● **Dataset excerpts**
----------
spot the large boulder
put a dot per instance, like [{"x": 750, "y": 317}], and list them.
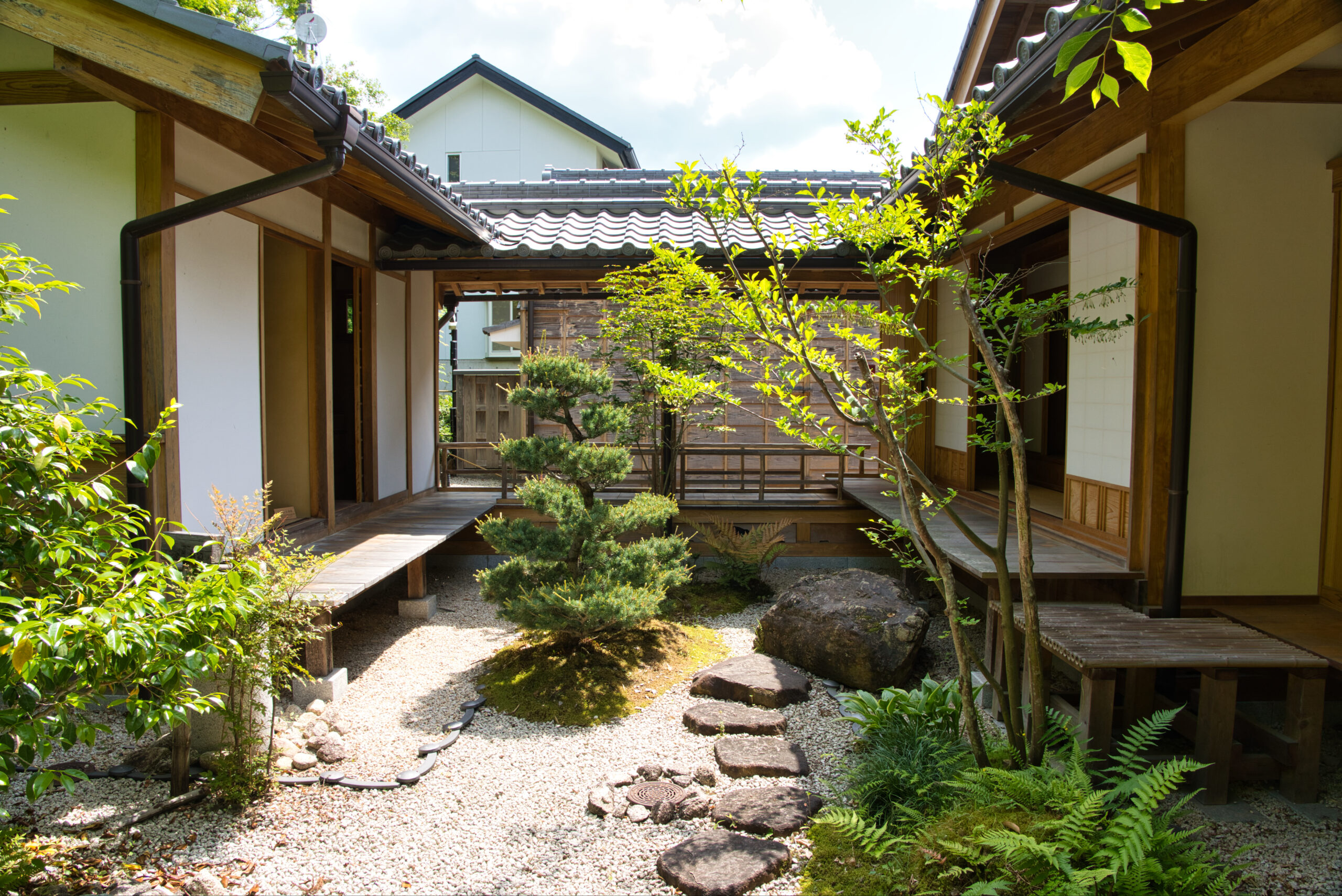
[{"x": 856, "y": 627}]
----------
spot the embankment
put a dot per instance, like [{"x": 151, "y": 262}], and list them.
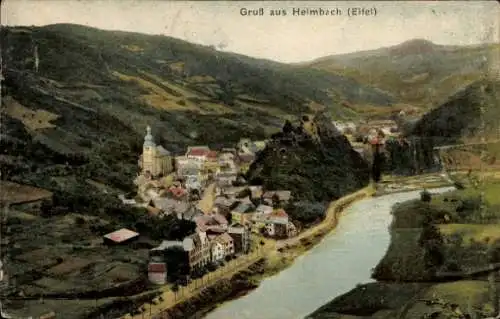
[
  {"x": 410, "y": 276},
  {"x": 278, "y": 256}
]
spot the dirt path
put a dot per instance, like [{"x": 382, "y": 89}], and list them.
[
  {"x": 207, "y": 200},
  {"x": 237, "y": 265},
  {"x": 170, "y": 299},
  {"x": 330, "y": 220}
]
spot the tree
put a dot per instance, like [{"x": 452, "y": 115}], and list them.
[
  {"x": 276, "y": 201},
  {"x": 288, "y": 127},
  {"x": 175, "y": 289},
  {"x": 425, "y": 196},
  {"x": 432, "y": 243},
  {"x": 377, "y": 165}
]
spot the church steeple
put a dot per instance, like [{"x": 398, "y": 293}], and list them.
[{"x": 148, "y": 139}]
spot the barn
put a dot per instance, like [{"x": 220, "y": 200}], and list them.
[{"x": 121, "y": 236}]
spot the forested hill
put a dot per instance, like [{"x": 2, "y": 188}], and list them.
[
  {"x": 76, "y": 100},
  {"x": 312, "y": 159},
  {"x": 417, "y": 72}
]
----------
● **Task directions**
List every line in the listing above that contains the word "spot".

● **Exercise response**
spot the large boulder
spot the embankment
spot the dirt path
spot the tree
spot the church steeple
spot the barn
spot the forested hill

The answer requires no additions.